_Your instructions_
Reproduce the lines of the listing verbatim, from the line that contains "Pin the white chimney, one" through the end of the listing, both included.

(Some records)
>> begin

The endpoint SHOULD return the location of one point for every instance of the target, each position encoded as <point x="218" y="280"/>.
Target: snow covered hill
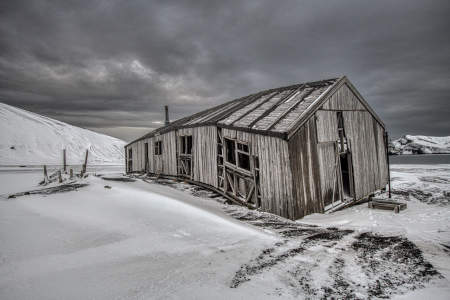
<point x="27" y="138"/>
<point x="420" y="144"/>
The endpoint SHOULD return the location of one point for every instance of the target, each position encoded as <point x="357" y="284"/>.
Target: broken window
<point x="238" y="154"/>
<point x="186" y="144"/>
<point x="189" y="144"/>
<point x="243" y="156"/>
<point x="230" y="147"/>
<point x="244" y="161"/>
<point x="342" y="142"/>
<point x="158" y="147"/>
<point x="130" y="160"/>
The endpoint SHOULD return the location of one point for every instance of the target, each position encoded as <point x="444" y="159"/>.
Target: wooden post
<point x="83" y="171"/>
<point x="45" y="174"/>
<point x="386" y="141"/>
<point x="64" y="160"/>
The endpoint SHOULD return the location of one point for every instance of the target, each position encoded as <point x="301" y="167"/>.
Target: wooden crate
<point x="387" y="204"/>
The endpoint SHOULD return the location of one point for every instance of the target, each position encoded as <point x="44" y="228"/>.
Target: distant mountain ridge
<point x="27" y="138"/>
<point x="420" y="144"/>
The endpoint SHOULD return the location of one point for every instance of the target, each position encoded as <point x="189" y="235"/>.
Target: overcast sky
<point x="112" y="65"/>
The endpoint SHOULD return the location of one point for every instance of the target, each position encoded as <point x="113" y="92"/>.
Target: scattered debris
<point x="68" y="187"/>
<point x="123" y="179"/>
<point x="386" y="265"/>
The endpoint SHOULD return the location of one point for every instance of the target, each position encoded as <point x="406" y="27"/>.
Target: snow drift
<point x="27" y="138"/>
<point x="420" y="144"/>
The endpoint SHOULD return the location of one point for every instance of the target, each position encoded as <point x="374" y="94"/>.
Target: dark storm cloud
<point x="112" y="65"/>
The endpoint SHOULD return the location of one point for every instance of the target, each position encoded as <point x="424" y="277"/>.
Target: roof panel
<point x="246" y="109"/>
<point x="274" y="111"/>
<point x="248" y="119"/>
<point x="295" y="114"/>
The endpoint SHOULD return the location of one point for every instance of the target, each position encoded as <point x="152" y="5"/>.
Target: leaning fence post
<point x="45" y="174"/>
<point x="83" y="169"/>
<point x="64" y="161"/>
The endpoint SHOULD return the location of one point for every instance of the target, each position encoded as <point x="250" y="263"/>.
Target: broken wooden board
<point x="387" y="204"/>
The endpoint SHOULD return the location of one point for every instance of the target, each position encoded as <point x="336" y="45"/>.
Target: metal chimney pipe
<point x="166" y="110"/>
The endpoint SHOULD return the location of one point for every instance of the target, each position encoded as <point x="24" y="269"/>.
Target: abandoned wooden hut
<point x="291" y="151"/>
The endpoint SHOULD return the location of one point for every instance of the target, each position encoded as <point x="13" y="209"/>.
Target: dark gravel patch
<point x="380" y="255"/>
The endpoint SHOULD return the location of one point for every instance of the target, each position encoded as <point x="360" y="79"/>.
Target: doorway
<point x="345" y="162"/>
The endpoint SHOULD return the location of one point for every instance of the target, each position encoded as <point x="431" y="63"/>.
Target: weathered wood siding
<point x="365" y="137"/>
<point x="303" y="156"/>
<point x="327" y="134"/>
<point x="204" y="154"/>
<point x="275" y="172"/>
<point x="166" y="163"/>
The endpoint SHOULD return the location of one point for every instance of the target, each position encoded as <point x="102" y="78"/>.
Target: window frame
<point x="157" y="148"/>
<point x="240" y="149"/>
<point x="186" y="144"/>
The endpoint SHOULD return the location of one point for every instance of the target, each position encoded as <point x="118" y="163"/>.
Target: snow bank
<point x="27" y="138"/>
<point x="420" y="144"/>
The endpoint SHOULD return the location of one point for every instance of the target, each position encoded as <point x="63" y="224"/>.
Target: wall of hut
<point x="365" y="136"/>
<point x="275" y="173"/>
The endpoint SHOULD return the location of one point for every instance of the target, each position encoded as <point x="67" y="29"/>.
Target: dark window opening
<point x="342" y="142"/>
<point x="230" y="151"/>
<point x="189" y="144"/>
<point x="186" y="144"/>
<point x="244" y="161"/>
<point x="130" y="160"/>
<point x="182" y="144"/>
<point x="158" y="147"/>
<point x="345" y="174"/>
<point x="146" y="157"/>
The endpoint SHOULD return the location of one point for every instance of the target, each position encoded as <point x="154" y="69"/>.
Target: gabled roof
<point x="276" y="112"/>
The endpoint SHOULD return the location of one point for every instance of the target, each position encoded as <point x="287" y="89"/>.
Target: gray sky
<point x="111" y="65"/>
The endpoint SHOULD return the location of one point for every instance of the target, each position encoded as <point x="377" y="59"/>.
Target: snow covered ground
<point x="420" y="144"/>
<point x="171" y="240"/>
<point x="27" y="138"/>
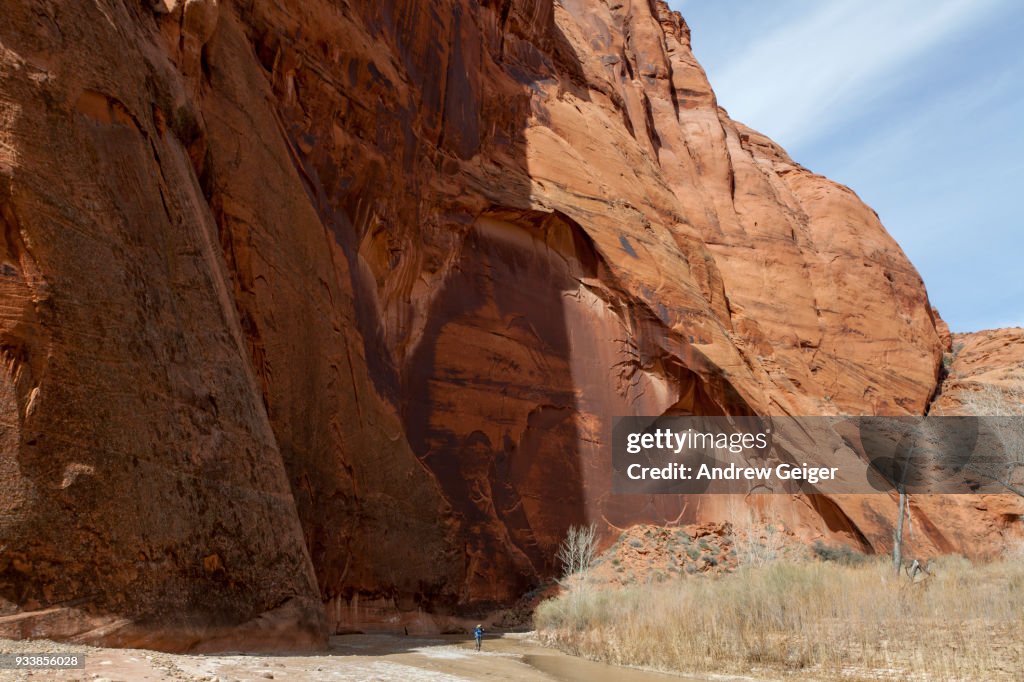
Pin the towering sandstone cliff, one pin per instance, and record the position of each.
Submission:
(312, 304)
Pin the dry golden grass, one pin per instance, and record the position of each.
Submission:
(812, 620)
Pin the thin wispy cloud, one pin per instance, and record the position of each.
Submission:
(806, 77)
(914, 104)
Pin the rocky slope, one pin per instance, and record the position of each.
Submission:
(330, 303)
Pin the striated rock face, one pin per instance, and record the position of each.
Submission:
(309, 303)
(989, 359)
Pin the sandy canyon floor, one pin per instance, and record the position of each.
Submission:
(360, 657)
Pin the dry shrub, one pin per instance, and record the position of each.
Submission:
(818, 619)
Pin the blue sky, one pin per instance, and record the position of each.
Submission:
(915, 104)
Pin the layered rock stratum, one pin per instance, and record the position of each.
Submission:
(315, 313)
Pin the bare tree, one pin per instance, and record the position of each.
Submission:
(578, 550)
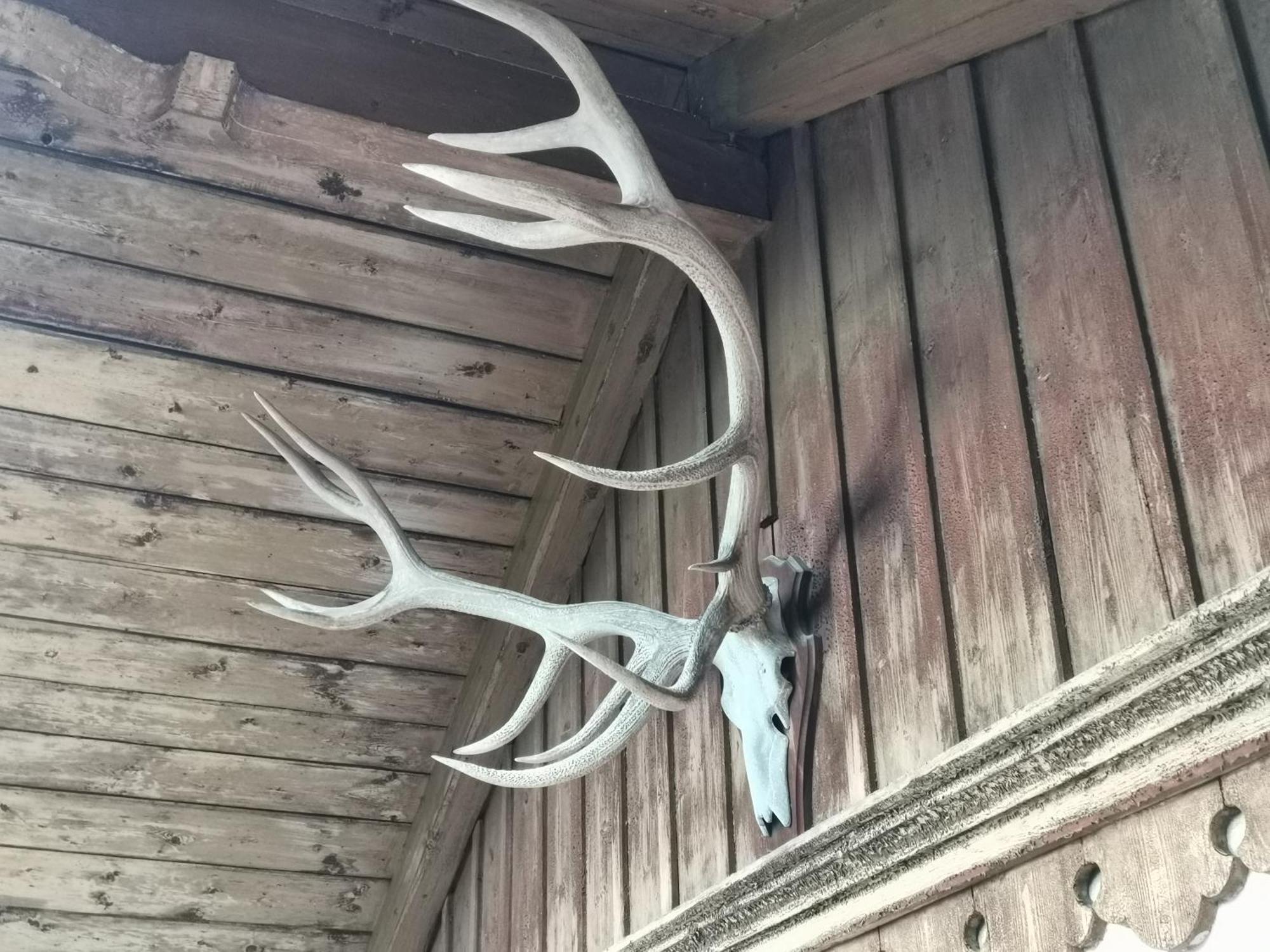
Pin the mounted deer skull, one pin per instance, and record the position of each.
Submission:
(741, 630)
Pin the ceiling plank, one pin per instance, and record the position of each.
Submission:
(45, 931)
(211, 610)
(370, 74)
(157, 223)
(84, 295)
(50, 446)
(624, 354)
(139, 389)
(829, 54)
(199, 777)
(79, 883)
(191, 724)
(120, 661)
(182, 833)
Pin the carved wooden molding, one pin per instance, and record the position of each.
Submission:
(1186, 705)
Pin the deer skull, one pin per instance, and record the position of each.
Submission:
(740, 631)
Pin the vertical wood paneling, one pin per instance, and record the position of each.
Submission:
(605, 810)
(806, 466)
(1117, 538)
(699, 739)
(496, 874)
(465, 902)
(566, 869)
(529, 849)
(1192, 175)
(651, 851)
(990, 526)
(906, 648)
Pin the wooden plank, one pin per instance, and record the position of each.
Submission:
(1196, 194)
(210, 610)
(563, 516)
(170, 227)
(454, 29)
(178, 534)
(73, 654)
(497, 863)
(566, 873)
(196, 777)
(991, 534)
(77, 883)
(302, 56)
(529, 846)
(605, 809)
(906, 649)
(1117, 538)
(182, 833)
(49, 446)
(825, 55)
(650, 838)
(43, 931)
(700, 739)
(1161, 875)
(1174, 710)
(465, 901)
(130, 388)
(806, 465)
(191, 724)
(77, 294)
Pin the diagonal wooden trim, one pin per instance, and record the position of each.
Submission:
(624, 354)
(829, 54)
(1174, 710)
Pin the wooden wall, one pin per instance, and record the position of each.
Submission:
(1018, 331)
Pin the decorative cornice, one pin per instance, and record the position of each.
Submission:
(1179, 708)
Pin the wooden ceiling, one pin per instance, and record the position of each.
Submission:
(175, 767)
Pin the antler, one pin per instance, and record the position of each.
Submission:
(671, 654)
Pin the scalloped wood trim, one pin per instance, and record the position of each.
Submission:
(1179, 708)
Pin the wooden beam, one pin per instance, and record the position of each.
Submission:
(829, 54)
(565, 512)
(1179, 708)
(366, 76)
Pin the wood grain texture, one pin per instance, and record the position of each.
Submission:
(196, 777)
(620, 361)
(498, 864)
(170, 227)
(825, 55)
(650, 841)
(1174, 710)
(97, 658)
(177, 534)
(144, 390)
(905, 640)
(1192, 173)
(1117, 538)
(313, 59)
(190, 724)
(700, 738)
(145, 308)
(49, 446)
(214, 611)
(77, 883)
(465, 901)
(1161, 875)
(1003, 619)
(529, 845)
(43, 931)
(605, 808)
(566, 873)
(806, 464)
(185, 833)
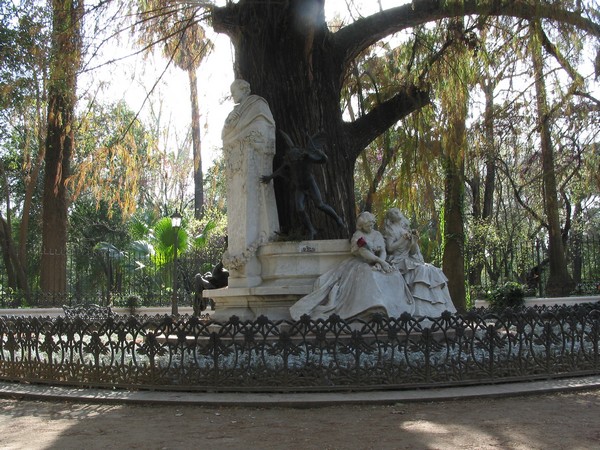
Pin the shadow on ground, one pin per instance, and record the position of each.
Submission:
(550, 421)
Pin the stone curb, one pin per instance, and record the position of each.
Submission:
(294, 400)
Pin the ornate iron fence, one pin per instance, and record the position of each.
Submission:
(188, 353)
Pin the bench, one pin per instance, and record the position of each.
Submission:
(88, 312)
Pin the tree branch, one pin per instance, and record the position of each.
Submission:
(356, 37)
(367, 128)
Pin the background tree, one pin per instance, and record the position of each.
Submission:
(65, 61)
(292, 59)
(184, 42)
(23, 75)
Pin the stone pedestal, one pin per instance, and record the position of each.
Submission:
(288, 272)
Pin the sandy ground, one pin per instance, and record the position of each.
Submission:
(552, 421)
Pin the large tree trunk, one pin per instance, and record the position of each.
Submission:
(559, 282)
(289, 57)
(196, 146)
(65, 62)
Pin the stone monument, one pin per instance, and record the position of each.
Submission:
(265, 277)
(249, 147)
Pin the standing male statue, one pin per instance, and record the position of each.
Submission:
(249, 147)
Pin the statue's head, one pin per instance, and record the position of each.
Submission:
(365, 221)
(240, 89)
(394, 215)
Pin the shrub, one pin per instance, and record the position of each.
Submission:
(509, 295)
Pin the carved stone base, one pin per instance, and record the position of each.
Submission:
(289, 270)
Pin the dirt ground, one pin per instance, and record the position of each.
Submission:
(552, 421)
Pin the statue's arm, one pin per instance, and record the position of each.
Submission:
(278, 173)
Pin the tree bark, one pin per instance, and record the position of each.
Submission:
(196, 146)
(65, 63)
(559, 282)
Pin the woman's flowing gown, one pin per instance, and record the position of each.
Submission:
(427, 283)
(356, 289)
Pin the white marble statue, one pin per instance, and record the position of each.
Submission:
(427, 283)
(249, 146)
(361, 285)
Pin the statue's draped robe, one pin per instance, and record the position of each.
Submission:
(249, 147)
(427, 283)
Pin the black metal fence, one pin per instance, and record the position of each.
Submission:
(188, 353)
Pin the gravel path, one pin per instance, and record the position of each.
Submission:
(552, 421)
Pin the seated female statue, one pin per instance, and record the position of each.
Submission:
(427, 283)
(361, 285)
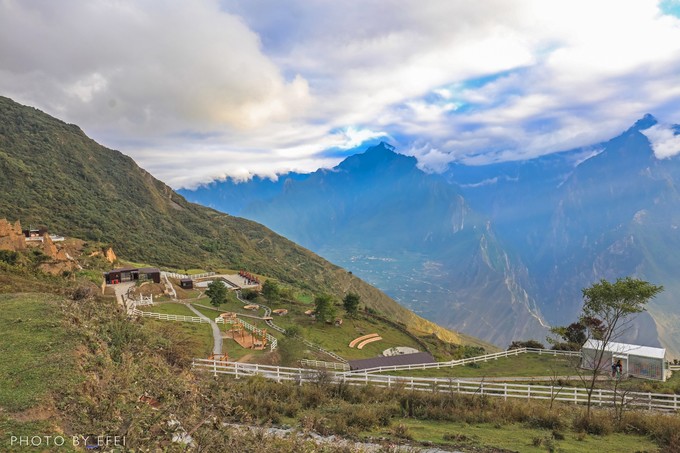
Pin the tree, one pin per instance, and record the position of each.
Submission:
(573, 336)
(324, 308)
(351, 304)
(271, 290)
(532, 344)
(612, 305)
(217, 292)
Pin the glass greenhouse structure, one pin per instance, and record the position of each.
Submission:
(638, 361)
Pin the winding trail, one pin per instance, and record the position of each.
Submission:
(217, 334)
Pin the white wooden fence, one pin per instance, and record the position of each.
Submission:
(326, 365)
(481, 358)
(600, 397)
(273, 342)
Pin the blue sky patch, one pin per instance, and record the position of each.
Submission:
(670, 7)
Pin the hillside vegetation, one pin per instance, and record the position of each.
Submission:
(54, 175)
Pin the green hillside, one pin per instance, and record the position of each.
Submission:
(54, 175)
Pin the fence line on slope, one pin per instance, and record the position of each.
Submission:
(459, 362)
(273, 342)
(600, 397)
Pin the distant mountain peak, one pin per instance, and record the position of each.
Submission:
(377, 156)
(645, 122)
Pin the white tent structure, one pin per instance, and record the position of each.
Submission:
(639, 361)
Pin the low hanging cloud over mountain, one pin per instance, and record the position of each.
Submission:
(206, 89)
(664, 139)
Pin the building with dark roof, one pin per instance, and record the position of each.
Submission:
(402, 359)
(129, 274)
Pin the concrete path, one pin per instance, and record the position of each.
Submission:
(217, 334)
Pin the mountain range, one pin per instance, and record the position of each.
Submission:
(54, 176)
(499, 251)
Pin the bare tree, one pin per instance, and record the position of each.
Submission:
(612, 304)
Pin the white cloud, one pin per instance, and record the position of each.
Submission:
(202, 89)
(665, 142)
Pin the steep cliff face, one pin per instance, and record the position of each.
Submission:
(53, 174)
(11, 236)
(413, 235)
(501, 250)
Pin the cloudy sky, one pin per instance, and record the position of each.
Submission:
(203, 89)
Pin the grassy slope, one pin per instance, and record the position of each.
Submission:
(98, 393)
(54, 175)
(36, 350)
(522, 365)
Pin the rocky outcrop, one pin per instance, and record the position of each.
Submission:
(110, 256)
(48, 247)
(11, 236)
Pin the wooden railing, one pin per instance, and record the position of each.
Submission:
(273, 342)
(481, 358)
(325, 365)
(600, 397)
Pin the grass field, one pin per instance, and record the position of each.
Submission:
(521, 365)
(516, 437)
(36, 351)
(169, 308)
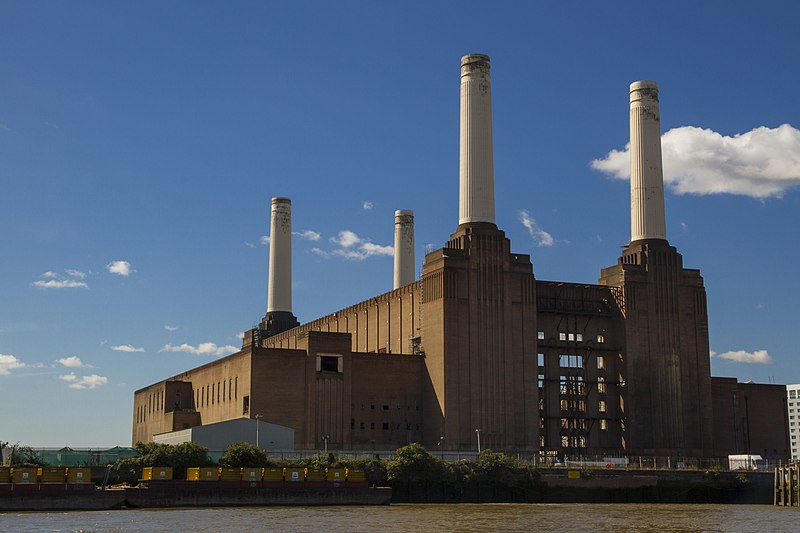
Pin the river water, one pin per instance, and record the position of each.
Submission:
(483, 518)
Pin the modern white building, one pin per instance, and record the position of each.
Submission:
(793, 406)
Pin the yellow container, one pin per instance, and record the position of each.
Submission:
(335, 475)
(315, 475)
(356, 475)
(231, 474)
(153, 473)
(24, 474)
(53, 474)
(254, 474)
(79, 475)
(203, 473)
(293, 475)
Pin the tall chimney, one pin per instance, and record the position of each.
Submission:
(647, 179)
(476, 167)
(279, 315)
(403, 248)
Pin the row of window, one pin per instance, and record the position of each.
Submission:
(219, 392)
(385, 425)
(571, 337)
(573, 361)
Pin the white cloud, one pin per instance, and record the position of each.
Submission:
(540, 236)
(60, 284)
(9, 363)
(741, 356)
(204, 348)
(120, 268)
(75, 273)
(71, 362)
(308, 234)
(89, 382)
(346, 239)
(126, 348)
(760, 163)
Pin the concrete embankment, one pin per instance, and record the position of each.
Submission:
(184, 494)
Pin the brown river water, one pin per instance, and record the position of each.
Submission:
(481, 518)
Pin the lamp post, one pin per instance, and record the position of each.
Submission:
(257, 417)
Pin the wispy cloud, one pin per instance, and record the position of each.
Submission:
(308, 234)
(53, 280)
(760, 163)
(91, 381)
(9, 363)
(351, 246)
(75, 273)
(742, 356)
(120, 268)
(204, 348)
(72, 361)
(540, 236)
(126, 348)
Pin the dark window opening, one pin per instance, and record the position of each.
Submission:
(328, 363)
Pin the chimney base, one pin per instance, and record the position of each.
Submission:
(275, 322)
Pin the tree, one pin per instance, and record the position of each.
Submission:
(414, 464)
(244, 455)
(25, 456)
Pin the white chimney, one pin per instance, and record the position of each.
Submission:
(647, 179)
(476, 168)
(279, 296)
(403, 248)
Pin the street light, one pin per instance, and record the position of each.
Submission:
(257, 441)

>> end

_Finished task_
Pin the white chimney, one pin per instance, and record the position of each.
Submission:
(647, 179)
(476, 168)
(279, 296)
(403, 248)
Pin the street light, one pin per instance, and record the position of each.
Submission:
(257, 441)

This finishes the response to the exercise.